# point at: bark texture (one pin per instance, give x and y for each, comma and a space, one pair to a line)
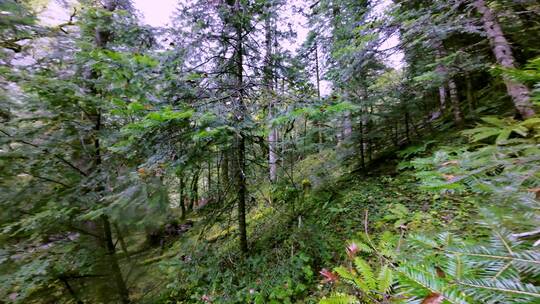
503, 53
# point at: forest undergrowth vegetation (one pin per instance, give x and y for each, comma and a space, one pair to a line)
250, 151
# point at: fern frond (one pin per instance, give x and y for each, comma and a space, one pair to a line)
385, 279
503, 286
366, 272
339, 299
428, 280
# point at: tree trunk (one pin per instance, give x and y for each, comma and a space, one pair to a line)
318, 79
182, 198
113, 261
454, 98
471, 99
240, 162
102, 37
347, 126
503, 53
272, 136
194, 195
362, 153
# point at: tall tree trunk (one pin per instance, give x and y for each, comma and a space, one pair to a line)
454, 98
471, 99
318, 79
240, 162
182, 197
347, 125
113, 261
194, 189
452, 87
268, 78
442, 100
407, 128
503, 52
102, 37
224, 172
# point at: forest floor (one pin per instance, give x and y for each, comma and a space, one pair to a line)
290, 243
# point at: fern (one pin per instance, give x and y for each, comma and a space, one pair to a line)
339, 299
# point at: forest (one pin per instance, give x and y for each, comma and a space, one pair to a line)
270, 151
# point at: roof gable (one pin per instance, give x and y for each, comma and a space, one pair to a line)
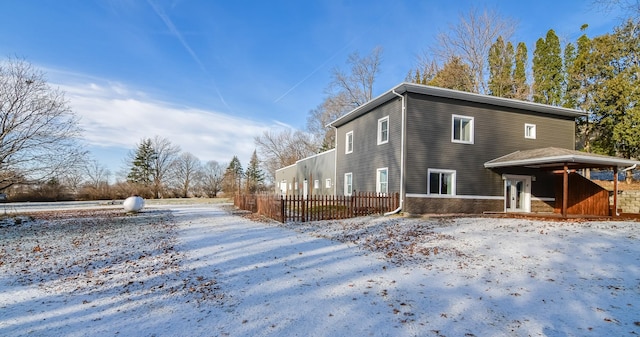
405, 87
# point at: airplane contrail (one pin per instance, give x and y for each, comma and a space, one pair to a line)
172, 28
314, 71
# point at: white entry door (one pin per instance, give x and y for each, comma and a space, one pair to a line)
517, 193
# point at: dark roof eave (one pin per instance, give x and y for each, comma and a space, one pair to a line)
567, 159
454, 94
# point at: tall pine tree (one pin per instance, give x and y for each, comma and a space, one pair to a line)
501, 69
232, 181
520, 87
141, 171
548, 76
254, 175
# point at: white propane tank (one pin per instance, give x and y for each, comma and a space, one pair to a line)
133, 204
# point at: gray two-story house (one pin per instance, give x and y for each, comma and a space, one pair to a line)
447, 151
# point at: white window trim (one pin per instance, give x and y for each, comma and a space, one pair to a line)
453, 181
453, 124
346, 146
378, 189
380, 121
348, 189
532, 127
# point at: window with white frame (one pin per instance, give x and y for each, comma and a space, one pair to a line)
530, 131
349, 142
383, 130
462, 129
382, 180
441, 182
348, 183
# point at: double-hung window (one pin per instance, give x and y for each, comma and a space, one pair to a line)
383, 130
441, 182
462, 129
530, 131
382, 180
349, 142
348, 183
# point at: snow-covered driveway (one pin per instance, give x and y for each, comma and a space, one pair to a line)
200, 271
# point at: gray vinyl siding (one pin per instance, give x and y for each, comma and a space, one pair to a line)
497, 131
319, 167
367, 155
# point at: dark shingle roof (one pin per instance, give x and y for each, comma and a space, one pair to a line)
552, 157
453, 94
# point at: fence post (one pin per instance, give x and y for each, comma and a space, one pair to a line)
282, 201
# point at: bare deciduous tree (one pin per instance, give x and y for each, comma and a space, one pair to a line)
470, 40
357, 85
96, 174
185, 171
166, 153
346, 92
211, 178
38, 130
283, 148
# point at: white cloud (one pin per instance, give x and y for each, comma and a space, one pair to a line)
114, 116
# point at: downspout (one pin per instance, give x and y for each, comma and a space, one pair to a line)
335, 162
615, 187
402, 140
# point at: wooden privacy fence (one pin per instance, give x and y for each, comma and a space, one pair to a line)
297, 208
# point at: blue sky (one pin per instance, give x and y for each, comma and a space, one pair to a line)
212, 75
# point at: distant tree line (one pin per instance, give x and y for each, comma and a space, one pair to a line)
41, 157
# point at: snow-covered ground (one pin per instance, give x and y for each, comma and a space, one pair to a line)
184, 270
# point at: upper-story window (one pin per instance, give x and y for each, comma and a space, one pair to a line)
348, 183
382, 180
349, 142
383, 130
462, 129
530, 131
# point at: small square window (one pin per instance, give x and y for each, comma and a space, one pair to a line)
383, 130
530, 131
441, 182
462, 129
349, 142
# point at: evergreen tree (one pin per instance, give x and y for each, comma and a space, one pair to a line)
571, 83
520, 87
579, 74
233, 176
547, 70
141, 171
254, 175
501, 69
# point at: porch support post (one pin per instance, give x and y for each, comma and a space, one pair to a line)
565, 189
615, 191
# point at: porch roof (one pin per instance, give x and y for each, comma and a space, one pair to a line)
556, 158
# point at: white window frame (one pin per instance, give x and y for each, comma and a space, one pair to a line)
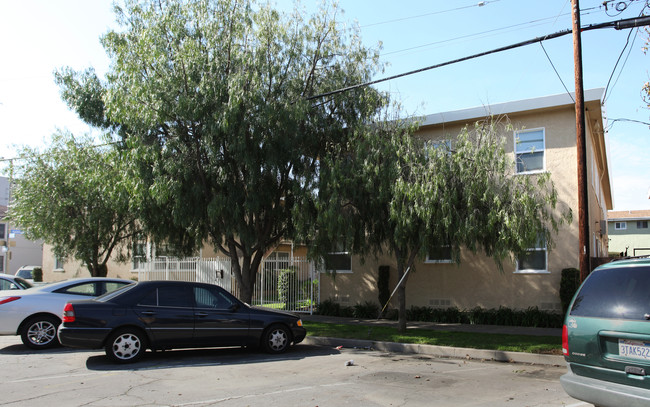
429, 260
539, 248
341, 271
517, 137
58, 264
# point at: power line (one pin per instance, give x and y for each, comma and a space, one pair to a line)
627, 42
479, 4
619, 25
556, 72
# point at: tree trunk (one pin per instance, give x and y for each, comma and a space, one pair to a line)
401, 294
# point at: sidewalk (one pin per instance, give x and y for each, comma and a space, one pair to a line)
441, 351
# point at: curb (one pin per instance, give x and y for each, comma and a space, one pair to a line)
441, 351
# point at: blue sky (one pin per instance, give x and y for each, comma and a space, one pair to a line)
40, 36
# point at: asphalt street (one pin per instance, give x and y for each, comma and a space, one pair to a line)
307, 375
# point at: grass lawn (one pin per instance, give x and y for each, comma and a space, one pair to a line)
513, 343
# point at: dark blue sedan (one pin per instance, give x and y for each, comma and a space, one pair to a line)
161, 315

============================================================

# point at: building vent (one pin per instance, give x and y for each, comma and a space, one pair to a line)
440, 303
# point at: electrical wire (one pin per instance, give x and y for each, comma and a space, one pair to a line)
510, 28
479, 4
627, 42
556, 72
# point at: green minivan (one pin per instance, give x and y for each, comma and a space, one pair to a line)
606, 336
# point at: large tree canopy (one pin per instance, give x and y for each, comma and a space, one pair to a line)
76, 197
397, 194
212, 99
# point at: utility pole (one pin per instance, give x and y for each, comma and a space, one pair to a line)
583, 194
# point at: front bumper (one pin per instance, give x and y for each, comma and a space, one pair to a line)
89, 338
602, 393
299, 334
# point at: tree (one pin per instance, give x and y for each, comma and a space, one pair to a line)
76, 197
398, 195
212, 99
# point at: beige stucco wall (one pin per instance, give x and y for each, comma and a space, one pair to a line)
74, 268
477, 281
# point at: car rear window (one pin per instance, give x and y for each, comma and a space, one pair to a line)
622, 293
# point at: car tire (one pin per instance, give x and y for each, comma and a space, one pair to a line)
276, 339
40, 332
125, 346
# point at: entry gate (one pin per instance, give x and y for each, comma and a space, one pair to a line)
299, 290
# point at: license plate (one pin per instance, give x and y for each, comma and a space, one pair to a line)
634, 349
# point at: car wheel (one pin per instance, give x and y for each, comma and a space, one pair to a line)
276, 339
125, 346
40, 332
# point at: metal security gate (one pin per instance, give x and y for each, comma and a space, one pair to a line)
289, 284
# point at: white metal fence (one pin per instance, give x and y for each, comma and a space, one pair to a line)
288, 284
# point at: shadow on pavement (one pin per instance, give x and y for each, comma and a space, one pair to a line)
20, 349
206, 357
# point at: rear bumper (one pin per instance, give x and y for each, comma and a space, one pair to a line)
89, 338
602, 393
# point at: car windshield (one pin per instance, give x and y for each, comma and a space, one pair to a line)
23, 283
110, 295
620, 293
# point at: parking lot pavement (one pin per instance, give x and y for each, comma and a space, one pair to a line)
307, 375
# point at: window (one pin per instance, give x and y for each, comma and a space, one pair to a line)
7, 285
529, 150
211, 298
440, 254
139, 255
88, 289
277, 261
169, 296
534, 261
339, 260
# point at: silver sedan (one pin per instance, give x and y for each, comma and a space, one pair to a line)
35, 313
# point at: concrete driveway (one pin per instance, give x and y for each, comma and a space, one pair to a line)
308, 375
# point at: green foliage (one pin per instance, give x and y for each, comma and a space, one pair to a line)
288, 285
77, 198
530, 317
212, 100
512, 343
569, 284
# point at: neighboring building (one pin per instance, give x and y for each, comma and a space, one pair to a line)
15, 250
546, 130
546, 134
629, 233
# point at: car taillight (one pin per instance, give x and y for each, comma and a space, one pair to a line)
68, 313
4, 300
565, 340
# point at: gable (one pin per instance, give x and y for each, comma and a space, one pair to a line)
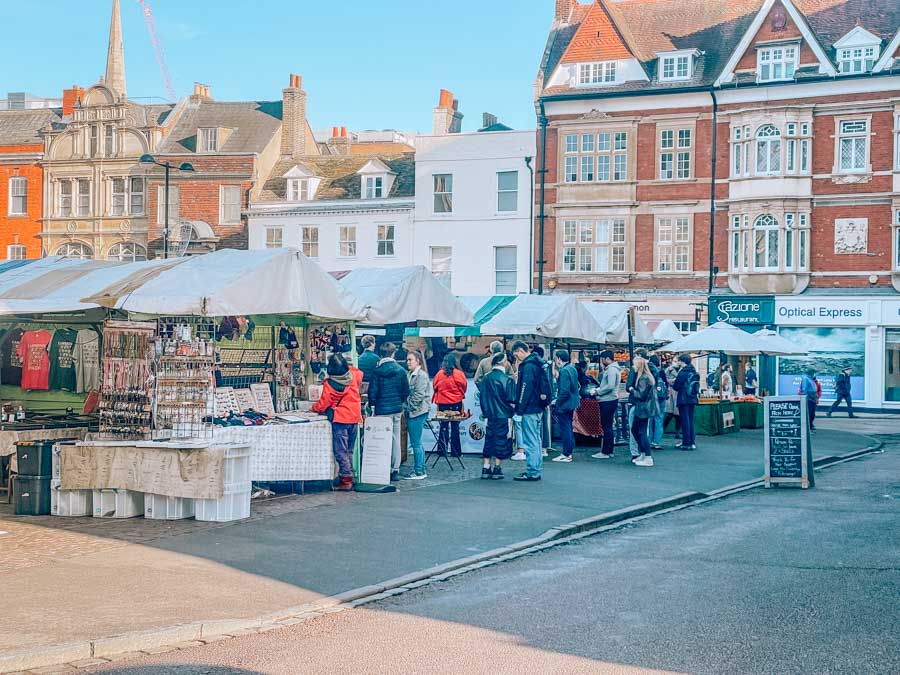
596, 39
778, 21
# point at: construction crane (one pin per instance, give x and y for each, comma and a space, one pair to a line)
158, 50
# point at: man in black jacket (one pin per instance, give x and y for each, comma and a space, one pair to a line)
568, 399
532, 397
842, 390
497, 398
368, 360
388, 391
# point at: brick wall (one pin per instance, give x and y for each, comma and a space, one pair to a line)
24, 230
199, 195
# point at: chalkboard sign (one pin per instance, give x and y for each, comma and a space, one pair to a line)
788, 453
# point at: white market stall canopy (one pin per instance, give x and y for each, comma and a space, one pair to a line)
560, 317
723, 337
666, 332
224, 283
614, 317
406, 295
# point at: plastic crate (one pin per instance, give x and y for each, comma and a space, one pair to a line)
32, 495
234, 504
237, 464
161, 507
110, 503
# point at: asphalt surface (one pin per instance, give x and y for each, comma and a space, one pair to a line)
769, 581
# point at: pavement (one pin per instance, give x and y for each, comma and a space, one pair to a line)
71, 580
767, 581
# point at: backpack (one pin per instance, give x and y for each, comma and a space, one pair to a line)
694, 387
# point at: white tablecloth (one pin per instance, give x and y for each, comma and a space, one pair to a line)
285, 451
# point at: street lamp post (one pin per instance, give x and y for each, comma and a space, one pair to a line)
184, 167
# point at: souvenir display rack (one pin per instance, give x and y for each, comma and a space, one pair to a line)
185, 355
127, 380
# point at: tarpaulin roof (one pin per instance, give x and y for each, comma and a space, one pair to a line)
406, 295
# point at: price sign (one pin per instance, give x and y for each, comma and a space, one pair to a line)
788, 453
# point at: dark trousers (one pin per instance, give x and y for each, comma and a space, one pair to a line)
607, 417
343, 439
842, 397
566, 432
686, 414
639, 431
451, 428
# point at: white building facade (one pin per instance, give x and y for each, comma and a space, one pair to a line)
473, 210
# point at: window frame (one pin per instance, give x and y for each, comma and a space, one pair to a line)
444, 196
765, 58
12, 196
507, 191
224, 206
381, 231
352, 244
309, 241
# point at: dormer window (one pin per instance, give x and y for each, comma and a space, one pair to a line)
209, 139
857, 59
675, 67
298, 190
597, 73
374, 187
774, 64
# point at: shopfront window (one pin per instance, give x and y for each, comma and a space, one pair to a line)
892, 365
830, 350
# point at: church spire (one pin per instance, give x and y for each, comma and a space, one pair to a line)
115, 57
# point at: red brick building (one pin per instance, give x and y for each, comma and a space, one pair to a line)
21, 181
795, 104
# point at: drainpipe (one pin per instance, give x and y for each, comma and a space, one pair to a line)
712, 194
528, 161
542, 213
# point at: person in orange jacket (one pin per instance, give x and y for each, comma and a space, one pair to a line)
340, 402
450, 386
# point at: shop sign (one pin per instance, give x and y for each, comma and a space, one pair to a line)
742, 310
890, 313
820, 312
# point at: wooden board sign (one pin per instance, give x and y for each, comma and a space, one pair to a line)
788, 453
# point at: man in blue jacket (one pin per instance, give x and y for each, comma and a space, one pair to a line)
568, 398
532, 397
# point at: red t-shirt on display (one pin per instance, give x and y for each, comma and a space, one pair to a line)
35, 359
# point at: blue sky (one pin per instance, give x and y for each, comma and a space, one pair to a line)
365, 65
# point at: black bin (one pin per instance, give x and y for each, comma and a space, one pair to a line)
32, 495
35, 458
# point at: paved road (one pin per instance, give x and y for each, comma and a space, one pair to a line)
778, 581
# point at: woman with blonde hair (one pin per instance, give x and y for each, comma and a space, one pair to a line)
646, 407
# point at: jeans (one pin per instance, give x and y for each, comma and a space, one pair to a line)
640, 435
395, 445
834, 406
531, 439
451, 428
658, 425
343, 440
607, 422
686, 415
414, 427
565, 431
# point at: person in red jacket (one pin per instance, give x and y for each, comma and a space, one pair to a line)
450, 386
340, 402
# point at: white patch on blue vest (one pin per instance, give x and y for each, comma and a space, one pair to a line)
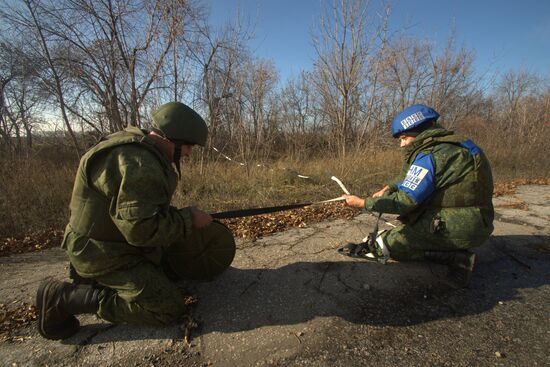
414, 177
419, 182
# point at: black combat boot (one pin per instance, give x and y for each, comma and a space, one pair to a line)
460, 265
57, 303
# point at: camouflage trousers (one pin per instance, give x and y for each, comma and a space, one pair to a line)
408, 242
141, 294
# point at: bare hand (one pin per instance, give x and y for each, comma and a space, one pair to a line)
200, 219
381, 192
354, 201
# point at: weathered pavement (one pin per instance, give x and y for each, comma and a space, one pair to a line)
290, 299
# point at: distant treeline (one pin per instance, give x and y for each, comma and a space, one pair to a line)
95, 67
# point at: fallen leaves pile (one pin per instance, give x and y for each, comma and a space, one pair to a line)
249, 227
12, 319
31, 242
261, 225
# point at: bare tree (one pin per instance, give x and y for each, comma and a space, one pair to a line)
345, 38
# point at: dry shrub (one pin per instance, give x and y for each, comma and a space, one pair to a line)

============================================================

* _SHORT EXERCISE_
Extract every line in the lines above that contains the word "street", with case counting.

* _EXERCISE OUTPUT_
# point at: asphalt street (one pin per instance, give x and y for each, comma and a space, one pair to a line)
# point at: street lamp post (one pin per instance, give x and y for each, comma and a space, one pair to a line)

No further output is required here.